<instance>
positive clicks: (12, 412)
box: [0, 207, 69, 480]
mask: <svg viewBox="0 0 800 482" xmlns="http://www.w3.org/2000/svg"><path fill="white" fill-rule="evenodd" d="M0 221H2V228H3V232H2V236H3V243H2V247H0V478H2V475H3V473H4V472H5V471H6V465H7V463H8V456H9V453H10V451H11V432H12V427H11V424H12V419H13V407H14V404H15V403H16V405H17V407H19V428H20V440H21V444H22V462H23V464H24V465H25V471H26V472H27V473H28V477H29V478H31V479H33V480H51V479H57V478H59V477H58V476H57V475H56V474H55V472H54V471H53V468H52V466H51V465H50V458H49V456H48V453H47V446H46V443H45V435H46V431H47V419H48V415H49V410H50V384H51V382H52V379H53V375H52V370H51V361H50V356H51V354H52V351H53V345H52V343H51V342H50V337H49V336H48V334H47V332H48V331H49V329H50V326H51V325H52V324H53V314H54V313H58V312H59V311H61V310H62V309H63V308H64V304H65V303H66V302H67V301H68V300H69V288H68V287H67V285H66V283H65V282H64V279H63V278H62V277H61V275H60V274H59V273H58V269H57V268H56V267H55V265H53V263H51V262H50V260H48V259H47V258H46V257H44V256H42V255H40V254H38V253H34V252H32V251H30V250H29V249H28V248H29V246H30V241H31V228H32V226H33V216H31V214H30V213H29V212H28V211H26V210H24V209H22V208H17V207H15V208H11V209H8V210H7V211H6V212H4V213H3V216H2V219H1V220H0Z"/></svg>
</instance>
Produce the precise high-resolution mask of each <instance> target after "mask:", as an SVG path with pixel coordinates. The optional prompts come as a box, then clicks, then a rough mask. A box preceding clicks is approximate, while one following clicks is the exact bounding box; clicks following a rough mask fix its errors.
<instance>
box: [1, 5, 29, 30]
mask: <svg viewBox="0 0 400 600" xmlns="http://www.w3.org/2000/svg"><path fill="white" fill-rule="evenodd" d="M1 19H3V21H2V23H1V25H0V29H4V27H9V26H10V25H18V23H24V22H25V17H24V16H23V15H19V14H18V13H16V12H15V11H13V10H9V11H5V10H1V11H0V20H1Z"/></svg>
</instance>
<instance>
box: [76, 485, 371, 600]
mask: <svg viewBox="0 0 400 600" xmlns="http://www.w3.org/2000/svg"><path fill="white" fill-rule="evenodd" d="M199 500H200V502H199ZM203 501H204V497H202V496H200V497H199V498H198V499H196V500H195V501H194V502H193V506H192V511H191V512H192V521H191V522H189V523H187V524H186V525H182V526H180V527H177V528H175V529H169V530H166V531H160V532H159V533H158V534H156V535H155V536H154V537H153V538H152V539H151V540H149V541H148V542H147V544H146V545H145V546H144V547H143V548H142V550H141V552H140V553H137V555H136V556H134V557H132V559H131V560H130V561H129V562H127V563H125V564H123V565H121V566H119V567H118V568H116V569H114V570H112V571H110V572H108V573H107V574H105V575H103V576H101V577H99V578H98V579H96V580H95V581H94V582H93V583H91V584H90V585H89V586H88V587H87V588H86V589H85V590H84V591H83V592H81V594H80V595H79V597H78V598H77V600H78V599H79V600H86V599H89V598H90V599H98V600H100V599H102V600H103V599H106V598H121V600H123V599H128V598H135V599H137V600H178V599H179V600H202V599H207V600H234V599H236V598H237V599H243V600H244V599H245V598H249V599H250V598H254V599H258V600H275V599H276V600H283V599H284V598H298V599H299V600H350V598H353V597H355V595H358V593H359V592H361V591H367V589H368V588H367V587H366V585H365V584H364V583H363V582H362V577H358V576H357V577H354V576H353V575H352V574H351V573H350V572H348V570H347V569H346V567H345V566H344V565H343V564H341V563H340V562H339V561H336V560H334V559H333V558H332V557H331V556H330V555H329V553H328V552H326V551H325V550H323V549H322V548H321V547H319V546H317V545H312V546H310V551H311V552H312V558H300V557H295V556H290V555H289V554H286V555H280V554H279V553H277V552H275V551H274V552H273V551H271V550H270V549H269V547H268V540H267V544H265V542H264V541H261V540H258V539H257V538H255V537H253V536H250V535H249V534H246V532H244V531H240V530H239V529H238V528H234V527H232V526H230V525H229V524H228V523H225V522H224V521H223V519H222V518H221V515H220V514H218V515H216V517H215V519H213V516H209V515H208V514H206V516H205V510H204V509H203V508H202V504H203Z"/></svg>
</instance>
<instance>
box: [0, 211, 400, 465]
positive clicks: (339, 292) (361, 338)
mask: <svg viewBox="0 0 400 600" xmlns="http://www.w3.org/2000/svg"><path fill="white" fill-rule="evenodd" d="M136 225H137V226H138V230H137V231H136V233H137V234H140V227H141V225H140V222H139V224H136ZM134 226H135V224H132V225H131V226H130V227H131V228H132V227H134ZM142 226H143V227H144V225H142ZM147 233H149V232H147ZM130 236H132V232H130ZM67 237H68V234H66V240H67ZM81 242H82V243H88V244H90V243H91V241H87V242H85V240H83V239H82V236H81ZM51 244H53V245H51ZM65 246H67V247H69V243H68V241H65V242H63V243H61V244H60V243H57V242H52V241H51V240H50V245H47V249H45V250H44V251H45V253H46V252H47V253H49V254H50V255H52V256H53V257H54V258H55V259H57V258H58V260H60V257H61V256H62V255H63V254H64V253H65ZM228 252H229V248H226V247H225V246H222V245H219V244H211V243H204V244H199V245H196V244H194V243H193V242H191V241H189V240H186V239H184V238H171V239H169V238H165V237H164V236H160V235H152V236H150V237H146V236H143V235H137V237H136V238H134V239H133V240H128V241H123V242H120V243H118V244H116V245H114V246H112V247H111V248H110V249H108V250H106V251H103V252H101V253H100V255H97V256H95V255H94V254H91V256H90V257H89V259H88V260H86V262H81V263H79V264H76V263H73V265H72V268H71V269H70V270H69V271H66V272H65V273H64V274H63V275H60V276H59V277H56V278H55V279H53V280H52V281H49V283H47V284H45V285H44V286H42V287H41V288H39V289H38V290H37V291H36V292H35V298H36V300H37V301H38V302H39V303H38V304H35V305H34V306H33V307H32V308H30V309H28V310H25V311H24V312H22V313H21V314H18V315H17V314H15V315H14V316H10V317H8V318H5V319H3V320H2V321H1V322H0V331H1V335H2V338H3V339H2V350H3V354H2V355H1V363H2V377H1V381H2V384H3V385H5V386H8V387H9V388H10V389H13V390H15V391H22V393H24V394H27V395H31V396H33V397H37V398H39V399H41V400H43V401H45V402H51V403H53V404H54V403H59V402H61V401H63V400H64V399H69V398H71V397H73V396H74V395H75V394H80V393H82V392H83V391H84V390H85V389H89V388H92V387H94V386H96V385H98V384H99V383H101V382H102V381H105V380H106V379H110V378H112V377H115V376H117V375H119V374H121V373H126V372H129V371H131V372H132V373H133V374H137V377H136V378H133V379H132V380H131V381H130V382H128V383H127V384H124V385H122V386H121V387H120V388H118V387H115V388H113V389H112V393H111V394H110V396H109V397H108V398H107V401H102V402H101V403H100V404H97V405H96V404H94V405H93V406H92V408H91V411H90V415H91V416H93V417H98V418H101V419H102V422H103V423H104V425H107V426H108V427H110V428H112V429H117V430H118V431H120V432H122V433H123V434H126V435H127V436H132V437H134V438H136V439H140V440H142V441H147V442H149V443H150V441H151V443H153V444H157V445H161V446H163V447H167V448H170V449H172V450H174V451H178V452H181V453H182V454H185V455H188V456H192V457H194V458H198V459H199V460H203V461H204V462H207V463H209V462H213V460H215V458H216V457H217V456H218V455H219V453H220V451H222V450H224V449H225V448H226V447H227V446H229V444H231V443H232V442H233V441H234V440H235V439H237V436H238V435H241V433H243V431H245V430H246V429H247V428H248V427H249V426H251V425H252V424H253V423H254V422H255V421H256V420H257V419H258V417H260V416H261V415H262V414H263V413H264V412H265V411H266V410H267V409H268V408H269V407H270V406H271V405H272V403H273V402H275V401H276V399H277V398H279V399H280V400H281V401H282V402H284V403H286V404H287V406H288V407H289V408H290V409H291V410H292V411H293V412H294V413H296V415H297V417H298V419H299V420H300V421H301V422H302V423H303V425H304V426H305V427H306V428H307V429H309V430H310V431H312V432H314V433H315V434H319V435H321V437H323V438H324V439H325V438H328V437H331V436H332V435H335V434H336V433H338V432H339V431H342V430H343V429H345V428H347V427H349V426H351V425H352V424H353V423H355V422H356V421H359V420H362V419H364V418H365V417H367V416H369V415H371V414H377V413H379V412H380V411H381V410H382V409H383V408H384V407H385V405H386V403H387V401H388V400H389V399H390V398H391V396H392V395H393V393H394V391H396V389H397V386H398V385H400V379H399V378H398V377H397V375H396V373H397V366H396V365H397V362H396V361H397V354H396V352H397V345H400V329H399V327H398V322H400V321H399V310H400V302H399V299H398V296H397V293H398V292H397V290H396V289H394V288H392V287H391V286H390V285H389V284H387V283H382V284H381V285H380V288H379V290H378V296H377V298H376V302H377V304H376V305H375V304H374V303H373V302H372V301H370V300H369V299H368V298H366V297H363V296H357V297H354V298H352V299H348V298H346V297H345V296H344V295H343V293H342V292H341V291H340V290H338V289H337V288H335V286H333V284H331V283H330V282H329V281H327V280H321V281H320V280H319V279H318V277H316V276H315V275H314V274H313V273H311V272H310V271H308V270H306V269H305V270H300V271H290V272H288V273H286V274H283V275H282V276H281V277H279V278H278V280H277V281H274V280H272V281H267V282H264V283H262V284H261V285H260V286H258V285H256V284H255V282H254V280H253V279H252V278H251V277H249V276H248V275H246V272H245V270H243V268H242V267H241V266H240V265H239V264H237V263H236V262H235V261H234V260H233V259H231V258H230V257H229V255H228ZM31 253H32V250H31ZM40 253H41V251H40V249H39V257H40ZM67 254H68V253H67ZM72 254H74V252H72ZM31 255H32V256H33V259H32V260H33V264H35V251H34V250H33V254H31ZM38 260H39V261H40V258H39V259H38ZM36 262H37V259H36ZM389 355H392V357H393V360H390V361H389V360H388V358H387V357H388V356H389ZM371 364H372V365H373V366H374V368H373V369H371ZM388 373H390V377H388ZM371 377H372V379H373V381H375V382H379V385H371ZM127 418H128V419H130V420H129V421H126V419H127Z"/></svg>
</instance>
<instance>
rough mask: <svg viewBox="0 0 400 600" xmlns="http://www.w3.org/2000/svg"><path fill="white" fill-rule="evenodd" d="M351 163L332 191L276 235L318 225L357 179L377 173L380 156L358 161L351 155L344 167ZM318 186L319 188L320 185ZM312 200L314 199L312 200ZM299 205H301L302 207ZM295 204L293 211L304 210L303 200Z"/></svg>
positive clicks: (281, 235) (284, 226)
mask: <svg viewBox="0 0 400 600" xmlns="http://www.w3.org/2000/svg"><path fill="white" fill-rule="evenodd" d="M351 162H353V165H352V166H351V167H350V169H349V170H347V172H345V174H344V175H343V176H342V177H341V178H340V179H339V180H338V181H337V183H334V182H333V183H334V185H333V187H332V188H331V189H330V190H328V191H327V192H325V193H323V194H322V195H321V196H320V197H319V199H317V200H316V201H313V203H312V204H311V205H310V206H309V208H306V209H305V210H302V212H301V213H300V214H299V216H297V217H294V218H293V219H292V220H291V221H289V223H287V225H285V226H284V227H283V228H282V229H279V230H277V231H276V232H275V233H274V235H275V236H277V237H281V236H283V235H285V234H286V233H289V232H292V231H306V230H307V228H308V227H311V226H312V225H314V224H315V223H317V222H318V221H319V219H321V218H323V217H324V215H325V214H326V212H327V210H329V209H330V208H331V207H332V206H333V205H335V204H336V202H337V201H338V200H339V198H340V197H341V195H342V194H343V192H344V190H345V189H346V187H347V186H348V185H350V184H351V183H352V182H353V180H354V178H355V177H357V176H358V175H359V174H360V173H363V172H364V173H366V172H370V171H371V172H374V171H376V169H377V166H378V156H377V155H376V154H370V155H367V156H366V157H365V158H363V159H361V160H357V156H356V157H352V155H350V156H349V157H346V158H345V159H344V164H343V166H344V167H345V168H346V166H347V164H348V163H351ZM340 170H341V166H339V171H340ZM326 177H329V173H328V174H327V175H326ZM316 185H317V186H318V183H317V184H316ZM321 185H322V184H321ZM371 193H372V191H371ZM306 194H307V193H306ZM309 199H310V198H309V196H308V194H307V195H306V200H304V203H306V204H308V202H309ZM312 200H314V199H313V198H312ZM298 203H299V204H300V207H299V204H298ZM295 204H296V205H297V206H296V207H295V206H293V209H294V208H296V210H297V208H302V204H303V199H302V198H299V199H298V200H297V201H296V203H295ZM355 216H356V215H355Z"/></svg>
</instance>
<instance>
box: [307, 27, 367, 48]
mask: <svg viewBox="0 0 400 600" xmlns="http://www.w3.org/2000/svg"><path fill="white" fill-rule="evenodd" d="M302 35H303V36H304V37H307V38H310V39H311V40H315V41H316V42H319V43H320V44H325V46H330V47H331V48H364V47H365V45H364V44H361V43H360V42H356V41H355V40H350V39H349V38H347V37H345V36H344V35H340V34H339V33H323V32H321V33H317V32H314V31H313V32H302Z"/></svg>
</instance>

#### [TAREFA ESCRITA]
Como fica, disposto como lista JSON de strings com uma string por linha e sem linhas em branco, o trecho dos registros que vai do início até a linha que contém "box: [1, 5, 29, 30]", esta inclusa?

#### [SOLUÇÃO DA TAREFA]
[
  "<instance>",
  "positive clicks: (12, 412)",
  "box: [0, 207, 69, 480]",
  "mask: <svg viewBox=\"0 0 800 482\" xmlns=\"http://www.w3.org/2000/svg\"><path fill=\"white\" fill-rule=\"evenodd\" d=\"M0 221H2V228H3V232H2V236H3V243H2V247H0V478H2V475H3V473H4V472H5V471H6V465H7V463H8V456H9V453H10V451H11V432H12V427H11V424H12V419H13V407H14V404H15V403H16V405H17V407H19V428H20V440H21V444H22V462H23V464H24V465H25V471H26V472H27V473H28V477H29V478H31V479H33V480H51V479H57V478H59V477H58V476H57V475H56V474H55V472H54V471H53V468H52V466H51V465H50V458H49V456H48V453H47V446H46V443H45V435H46V431H47V419H48V415H49V410H50V384H51V382H52V379H53V375H52V370H51V361H50V356H51V354H52V351H53V345H52V343H51V342H50V337H49V336H48V334H47V332H48V331H49V329H50V326H51V325H52V324H53V314H54V313H58V312H59V311H61V310H62V309H63V308H64V304H65V303H66V302H67V301H68V300H69V288H68V287H67V285H66V283H65V282H64V279H63V278H62V277H61V275H60V274H59V273H58V269H57V268H56V267H55V265H53V263H51V262H50V260H48V259H47V258H46V257H44V256H42V255H40V254H38V253H34V252H32V251H30V250H29V249H28V248H29V246H30V241H31V228H32V226H33V216H31V214H30V213H29V212H28V211H26V210H24V209H22V208H17V207H15V208H11V209H8V210H7V211H6V212H4V213H3V216H2V219H1V220H0Z\"/></svg>",
  "</instance>",
  "Produce the precise high-resolution mask of each <instance> target after \"mask:\", as an SVG path with pixel coordinates. The optional prompts come as a box, then clicks, then a rough mask. A box preceding clicks is approximate, while one following clicks is the exact bounding box; clicks following a rough mask fix its errors.",
  "<instance>",
  "box: [1, 5, 29, 30]"
]